#### Passage provided
* * *

Lung Cancer Chemotherapy
Depending on the type and stage of your lung cancer, your medical oncologist may recommend chemotherapy (anti-cancer drugs). Seattle Cancer Care Alliance (SCCA) patients receive chemotherapy in the Infusion Suite on the fifth floor of the main SCCA building. You may want to bring a friend or family member to sit with you during your treatment, which sometimes takes several hours.
What Chemotherapy Does
Chemotherapy is systemic; it enters your bloodstream and goes throughout your body. The drugs affect cancer cells, but they can also affect certain normal cells, which may lead to side effects.
Chemotherapy can be used to:
- Keep cancer from spreading.
- Slow cancer’s growth.
- Kill cancer cells that may have spread to other parts of your body.
- Relieve symptoms caused by cancer.
Sometimes chemotherapy is the only treatment needed for lung cancer; however, it can be used along with other treatments, including surgery, radiation therapy, and targeted therapy.
Getting Chemotherapy for Lung Cancer
How often you get treatment and how long your treatment lasts depend on the type and stage of your cancer, the drug or combination of drugs selected, and your body’s response to treatment. You may get treatments daily, weekly, or monthly. Chemotherapy is generally given every three to four weeks in cycles.

* * *

[Items from a data source]

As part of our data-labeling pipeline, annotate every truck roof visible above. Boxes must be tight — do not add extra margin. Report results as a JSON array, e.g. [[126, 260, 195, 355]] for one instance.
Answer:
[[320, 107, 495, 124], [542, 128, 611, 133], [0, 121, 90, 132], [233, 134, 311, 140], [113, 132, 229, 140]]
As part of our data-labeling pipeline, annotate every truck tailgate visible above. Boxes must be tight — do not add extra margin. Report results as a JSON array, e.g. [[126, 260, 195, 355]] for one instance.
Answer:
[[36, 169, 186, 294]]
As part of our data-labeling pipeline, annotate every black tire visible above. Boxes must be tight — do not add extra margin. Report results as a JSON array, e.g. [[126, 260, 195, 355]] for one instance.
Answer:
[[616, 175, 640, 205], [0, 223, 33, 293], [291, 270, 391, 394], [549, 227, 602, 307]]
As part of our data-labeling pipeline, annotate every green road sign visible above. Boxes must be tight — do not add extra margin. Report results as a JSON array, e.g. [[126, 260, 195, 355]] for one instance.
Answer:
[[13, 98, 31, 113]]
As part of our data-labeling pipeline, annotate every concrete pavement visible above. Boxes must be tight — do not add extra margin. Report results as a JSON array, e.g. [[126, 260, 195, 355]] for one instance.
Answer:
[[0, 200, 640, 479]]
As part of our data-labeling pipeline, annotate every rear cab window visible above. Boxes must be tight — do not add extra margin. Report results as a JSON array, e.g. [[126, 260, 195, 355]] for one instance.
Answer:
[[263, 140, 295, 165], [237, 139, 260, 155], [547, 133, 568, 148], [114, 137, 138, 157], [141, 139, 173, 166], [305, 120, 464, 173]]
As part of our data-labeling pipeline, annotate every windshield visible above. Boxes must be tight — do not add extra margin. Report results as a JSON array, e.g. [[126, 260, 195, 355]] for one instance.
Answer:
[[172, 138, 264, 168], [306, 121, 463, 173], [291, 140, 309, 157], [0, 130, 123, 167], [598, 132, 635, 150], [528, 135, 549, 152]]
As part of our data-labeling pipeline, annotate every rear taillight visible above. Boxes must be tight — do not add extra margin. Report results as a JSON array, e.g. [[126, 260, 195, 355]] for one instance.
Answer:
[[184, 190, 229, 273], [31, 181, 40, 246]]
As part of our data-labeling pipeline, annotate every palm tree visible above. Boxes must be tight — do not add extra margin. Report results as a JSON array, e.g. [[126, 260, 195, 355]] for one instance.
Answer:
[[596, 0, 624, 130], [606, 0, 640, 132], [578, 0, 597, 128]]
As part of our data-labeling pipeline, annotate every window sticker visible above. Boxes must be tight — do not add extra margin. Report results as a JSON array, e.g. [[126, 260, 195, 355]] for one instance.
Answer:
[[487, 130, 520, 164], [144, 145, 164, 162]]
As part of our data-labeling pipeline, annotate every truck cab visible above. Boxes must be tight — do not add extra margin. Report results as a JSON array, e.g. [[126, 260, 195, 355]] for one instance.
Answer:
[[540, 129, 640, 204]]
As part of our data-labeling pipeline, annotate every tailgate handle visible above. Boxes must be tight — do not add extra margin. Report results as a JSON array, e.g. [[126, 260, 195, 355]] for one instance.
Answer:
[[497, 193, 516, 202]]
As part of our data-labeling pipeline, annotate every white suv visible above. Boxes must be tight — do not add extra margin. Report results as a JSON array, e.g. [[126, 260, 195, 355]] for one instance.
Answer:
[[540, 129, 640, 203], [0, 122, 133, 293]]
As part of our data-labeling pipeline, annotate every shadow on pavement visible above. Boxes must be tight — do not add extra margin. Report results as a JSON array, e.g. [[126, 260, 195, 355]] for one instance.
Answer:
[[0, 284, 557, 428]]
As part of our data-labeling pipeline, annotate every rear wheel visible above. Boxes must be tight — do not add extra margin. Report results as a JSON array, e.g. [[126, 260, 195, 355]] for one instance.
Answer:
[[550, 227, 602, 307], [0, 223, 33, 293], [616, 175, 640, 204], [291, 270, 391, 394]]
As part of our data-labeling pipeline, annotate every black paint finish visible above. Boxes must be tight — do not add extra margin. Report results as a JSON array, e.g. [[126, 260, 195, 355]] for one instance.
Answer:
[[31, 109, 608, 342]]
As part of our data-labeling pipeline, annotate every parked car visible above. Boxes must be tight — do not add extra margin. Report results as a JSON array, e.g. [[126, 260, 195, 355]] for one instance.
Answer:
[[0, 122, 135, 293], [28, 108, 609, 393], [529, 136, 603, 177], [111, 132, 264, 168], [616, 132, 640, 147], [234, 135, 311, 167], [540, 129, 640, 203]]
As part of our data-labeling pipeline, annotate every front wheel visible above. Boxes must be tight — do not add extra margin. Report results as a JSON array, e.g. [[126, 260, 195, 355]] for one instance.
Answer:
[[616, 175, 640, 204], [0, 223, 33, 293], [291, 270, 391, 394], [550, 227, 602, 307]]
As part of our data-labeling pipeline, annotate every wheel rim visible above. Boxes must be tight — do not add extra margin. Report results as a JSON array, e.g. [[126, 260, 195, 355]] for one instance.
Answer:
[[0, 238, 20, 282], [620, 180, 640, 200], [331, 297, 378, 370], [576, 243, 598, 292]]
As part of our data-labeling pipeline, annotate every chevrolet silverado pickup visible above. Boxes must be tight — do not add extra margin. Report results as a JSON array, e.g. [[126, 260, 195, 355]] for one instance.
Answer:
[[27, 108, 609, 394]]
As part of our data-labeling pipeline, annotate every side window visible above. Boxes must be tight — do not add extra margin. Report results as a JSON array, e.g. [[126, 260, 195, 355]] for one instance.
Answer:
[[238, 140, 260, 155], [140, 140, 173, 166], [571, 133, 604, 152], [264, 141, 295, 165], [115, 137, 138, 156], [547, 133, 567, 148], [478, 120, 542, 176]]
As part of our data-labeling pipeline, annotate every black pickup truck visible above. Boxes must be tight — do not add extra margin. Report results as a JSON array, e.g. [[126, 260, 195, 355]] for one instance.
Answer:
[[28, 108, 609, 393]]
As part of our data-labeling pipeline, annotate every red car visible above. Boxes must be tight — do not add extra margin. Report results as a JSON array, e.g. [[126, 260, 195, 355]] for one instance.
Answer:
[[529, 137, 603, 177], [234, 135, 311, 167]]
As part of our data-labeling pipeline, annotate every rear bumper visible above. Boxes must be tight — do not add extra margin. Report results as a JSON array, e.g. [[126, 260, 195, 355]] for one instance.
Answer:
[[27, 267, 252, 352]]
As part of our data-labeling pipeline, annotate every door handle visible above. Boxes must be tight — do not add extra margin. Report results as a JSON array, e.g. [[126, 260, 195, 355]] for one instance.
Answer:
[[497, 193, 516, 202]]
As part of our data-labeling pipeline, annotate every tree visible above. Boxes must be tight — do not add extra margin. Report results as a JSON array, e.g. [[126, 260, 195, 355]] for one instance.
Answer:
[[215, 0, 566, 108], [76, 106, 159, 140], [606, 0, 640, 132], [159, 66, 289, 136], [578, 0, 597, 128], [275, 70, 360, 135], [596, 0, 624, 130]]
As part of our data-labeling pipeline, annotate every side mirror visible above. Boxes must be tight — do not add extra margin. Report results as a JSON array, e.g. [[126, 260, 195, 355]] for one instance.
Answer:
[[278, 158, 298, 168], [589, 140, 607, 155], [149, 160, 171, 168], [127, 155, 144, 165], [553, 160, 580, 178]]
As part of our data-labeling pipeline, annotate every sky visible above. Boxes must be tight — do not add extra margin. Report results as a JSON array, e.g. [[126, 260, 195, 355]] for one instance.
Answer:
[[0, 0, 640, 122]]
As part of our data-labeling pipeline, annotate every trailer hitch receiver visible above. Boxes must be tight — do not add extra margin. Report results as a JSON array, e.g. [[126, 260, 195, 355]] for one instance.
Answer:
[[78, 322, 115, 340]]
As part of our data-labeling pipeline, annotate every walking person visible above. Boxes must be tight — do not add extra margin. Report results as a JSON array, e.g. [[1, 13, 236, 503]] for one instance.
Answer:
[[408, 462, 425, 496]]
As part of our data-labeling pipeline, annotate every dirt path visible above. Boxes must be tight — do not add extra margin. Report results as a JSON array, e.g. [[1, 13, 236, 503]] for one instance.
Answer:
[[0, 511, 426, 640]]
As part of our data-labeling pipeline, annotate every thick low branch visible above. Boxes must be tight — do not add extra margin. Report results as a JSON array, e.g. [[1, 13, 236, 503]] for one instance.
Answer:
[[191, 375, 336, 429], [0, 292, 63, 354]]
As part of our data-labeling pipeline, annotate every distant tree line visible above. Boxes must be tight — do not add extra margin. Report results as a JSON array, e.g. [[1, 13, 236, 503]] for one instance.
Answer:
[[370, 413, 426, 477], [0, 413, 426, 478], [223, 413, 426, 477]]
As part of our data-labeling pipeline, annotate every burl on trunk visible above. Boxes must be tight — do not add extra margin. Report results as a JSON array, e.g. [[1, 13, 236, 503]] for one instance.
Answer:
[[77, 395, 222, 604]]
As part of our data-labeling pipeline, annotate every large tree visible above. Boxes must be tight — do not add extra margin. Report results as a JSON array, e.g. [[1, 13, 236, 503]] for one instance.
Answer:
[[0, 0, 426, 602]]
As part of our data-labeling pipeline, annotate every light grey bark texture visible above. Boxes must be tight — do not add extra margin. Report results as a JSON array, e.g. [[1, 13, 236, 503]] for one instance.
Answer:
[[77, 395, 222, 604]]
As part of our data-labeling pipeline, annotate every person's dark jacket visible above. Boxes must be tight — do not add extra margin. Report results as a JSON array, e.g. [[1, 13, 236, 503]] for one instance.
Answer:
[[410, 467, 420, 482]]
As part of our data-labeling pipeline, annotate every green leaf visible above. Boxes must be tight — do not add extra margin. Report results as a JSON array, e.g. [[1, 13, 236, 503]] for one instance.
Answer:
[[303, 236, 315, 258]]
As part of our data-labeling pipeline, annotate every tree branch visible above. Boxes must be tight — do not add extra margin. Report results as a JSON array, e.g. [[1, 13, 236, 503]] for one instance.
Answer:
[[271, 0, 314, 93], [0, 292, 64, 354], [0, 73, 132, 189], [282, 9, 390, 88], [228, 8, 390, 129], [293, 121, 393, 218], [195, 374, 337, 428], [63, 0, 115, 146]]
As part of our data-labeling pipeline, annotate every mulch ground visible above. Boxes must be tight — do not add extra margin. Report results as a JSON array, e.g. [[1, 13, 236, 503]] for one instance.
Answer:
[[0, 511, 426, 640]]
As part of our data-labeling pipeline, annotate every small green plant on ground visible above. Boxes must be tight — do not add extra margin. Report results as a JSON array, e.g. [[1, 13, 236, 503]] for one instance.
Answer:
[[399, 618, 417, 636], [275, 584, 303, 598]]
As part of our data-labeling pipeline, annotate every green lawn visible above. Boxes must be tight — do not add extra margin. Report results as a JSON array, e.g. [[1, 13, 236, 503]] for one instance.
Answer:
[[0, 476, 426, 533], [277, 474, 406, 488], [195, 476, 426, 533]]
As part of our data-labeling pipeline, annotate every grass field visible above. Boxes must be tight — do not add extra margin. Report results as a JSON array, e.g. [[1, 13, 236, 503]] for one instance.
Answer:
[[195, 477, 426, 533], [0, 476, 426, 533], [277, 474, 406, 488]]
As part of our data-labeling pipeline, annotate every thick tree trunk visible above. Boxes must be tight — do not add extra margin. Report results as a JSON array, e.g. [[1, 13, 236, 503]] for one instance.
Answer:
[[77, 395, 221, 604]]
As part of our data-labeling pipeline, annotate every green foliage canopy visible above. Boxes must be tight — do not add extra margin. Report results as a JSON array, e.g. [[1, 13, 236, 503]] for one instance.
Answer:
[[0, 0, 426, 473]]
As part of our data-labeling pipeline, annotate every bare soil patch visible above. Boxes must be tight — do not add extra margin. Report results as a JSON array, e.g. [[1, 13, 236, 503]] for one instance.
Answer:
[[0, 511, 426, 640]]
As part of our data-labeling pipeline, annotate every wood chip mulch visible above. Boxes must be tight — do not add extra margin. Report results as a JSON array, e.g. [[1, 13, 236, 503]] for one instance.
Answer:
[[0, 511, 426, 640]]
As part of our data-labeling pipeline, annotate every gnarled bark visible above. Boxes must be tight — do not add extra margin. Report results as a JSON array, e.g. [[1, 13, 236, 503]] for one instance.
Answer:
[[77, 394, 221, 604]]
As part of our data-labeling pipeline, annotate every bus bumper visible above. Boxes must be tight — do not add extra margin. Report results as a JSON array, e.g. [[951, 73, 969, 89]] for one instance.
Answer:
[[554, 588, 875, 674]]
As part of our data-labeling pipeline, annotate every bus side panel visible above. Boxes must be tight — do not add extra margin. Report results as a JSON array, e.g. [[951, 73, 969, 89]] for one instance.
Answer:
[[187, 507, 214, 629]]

* * *

#### How to complete this task
In the passage on lung cancer chemotherapy, reproduce word for word the portion from "Lung Cancer Chemotherapy" up to and including "takes several hours.".

#### Expected answer
Lung Cancer Chemotherapy
Depending on the type and stage of your lung cancer, your medical oncologist may recommend chemotherapy (anti-cancer drugs). Seattle Cancer Care Alliance (SCCA) patients receive chemotherapy in the Infusion Suite on the fifth floor of the main SCCA building. You may want to bring a friend or family member to sit with you during your treatment, which sometimes takes several hours.